### [SOURCE]
..............................

Redis Resilience & Circuit Breaker Pattern
Overview
The Seed server implements comprehensive Redis connection failure handling using the Circuit Breaker pattern to provide graceful degradation during Redis outages.
Implementation Status
✅ Implemented (2026-01-06)
Architecture
Circuit Breaker Service
Located in src/services/circuit-breaker.ts
The circuit breaker implements three states:
- Closed: Normal operation, all requests forwarded to Redis
- Open: Fast-fail mode, uses fallback/cache immediately
- Half-Open: Recovery testing with limited request attempts
Configuration:
{
failureThreshold: 5, // Open after N failures
resetTimeout: 30000, // Try recovery after 30s
monitoringWindow: 60000, // Track failures over 1 minute
halfOpenMaxAttempts: 3 // Max test attempts in half-open
}Redis Integration
Located in src/services/redis.ts
executeRedisOperation Wrapper:
export async function executeRedisOperation<T>(
operation: () => Promise<T>,
fallback: () => T,
operationName: string,
): Promise<T>All Redis operations are wrapped with this function to provide:
- Automatic circuit breaker protection
- Consistent error logging
- Graceful fallback behavior
Subsystem Integration
1. Session Store
src/services/session-store.ts
Fallback Behavior:
get(): Returns null when Redis unavailable (session not found)set(): Logs warning, continues without persistencedelete(): Logs warning, relies on TTL expirationtouch(): Logs warning, session may expire earlier
Impact: Sessions become stateless during outages but service remains available.
2. Token Store
src/services/token-store.ts
Fallback Behavior:
get(): Returns null (requires re-authentication)set(): Logs error, tokens not persistedsetPending(): Logs error, user may need to retry OAuth flowclaimPending(): Returns null (pending tokens lost)
Impact: Users may need to re-authenticate during outages, but service stays up.
3. Distributed Rate Limiting
src/middleware/distributed-rate-limit.ts
Fallback Behavior:
- Rate limit checks return
allowed: true(fail-open) - Tracking operations log warnings but don't block requests
Impact: Rate limiting disabled during outages - acceptable for maintaining availability.
Observability
Metrics
Four Prometheus metrics exposed at /metrics:
# Circuit breaker state (0=closed, 1=half-open, 2=open)

..............................

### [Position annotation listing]
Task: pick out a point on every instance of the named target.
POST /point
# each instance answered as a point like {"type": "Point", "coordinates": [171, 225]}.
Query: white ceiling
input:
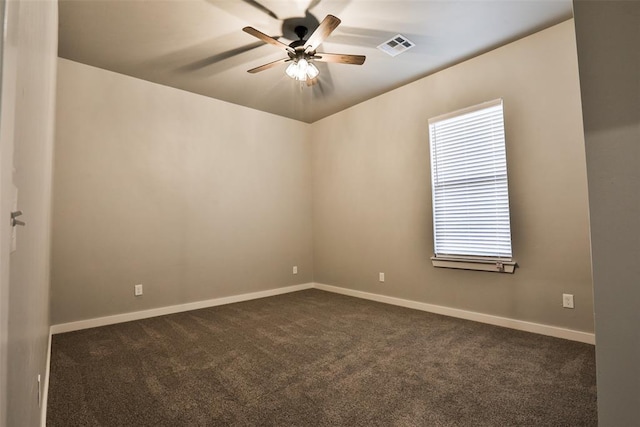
{"type": "Point", "coordinates": [199, 45]}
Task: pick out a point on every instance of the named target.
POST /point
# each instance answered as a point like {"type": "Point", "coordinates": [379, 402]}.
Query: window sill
{"type": "Point", "coordinates": [493, 265]}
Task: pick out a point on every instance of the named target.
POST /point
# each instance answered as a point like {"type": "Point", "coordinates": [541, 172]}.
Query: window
{"type": "Point", "coordinates": [471, 222]}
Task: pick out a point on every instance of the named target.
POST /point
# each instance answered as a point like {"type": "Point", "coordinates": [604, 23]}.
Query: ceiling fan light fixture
{"type": "Point", "coordinates": [302, 70]}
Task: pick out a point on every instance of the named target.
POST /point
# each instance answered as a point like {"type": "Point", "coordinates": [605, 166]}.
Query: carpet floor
{"type": "Point", "coordinates": [314, 358]}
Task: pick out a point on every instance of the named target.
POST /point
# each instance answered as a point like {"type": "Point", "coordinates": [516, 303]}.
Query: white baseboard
{"type": "Point", "coordinates": [145, 314]}
{"type": "Point", "coordinates": [45, 386]}
{"type": "Point", "coordinates": [520, 325]}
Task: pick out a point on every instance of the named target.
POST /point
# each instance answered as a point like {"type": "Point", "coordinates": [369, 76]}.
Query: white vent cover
{"type": "Point", "coordinates": [396, 45]}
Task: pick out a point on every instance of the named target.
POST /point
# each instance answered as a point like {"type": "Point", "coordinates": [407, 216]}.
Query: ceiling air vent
{"type": "Point", "coordinates": [396, 45]}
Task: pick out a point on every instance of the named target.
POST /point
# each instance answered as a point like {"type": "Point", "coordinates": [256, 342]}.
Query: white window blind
{"type": "Point", "coordinates": [469, 183]}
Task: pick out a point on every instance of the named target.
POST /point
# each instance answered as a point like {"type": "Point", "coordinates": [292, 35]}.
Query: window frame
{"type": "Point", "coordinates": [494, 263]}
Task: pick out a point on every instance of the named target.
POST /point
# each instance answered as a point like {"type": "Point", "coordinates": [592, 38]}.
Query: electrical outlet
{"type": "Point", "coordinates": [567, 300]}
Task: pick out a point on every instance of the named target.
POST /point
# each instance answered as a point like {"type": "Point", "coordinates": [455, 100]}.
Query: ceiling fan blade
{"type": "Point", "coordinates": [313, 4]}
{"type": "Point", "coordinates": [326, 27]}
{"type": "Point", "coordinates": [213, 59]}
{"type": "Point", "coordinates": [267, 66]}
{"type": "Point", "coordinates": [261, 8]}
{"type": "Point", "coordinates": [339, 58]}
{"type": "Point", "coordinates": [267, 39]}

..............................

### [WHAT YOU WILL DO]
**a)** In the Redis resilience page, how long does the circuit breaker wait before it tries recovery?
**b)** Pick up the Redis resilience page right after its last line and continue writing it.

### [ANSWERS FOR THIS EXERCISE]
**a)** 30 seconds (resetTimeout: 30000).

**b)**
circuit_breaker_state{name="redis"} 0
# Total failures recorded
circuit_breaker_failures_total{name="redis"} 5
# Total successful operations
circuit_breaker_successes_total{name="redis"} 1000
# State transitions
circuit_breaker_state_changes_total{name="redis",from_state="closed",to_state="open"} 1Health Checks
Readiness Probe: /health/ready
Returns 503 (Service Unavailable) when:
- Redis is disconnected, OR
- Circuit breaker is in "open" state
Response includes detailed circuit breaker stats:
{
"status": "degraded",
"version": "0.1.3",
"checks": {
"redis": {
"healthy": false,
"connected": false,
"circuitBreaker": {
"state": "open",
"failureCount": 5,
"successCount": 0,
"lastFailure": "2026-01-06T16:30:45.123Z",
"nextRetry": "2026-01-06T16:31:15.123Z"
}
}
}
}Logging
All Redis operations log with structured context:
Success:
{
"level": "info",
"message": "Redis operation completed",
"operation": "session-get",
"category": "redis"
}Failure:
{
"level": "error",
"message": "Redis operation failed",
"operation": "token-set",
"error": "Connection timeout",
"category": "redis"
}Circuit Opened:
{
"level": "error",
"message": "Circuit breaker opened",
"name": "redis",
"failureCount": 5,
"resetTimeout": 30000,
"category": "circuit-breaker"
}Testing
Unit Tests
Circuit breaker tests: src/services/circuit-breaker.test.ts
Coverage:
- ✅ Normal operation (closed state)
- ✅ Failure threshold and circuit opening
- ✅ Half-open state transitions
- ✅ Recovery after timeout
- ✅ Statistics tracking
Integration Considerations
Existing tests need updates to account for circuit breaker fallback behavior:
- Tests expecting Redis errors need to expect fallback values instead
- Mock
executeRedisOperationto control circuit breaker behavior - Test both success and fallback paths
Operational Guidelines
Monitoring
Alert on:
circuit_breaker_state{name="redis"} == 2(circuit open)- High
circuit_breaker_failures_totalrate /health/readyreturning 503
Recovery
Circuit breaker automatically attempts recovery after resetTimeout (30s). No manual intervention required.
Manual Recovery: If needed, restart the service to reset circuit breaker state.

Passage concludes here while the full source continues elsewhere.